| Task directions |
How many lines in the material below contain the string "Mark"? Reply with the number only.

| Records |
• • • • •
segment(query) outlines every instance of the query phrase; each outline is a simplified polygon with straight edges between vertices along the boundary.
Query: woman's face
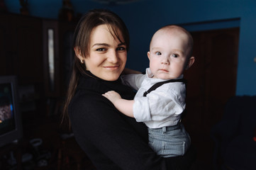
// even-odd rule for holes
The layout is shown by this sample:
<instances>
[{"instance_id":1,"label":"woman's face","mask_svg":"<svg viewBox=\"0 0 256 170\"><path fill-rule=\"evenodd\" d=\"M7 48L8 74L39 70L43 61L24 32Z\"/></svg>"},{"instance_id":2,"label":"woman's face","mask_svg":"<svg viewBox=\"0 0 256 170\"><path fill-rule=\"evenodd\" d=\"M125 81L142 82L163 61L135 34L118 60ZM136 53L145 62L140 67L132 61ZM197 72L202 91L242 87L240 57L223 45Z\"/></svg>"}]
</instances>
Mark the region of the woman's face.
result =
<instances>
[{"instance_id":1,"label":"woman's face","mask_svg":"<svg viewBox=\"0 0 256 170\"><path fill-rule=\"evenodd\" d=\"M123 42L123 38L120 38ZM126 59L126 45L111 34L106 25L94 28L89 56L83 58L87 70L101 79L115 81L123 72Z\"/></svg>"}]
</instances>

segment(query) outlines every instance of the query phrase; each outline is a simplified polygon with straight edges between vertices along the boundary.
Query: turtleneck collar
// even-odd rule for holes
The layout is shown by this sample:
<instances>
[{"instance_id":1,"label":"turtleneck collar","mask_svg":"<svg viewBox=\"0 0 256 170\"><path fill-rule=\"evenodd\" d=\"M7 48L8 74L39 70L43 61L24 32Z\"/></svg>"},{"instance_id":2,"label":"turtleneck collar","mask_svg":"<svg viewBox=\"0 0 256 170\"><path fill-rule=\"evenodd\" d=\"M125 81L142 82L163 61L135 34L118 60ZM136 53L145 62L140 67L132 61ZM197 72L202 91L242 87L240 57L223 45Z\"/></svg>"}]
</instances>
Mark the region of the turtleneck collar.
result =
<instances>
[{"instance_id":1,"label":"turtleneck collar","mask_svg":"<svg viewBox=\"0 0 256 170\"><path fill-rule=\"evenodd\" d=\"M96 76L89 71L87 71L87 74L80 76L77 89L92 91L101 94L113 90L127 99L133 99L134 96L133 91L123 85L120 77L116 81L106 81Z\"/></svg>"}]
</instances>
• • • • •
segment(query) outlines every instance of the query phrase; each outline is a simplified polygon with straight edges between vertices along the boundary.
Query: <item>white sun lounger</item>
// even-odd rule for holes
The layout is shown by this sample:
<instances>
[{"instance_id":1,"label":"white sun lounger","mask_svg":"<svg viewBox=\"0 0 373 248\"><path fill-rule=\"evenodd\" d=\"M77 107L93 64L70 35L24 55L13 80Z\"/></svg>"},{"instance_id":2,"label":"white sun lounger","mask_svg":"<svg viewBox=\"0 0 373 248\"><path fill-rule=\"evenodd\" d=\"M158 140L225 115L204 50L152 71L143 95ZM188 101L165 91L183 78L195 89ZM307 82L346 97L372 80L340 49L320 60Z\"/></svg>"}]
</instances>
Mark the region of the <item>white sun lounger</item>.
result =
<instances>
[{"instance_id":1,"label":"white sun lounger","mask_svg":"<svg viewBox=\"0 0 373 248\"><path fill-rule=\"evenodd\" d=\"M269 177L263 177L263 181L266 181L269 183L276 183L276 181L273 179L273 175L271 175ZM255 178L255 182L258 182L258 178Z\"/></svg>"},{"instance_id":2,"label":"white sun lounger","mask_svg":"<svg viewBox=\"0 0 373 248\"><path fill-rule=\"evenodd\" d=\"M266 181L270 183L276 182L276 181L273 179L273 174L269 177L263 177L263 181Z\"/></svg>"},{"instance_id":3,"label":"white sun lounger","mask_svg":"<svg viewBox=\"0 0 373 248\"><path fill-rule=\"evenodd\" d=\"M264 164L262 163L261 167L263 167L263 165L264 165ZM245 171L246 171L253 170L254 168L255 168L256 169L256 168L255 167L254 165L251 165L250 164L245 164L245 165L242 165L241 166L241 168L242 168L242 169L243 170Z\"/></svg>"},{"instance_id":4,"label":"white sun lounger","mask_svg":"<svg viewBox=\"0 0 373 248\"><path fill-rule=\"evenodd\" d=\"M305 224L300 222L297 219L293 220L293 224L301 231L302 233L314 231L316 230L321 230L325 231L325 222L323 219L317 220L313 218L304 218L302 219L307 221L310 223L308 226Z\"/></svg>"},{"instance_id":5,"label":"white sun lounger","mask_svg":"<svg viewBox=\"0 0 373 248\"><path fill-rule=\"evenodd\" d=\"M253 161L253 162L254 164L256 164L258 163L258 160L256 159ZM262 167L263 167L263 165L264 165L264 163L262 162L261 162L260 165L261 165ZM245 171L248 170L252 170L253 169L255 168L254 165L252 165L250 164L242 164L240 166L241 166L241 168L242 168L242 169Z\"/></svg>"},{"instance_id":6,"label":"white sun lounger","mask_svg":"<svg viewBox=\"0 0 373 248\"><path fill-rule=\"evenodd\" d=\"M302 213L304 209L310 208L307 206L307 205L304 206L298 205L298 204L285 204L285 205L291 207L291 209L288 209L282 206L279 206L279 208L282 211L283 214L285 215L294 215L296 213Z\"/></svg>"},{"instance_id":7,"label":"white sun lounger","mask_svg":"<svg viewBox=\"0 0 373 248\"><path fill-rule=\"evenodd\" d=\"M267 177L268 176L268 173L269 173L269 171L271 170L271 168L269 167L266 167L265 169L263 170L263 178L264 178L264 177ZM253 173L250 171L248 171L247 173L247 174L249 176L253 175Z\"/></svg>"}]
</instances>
• • • • •
| Solution |
3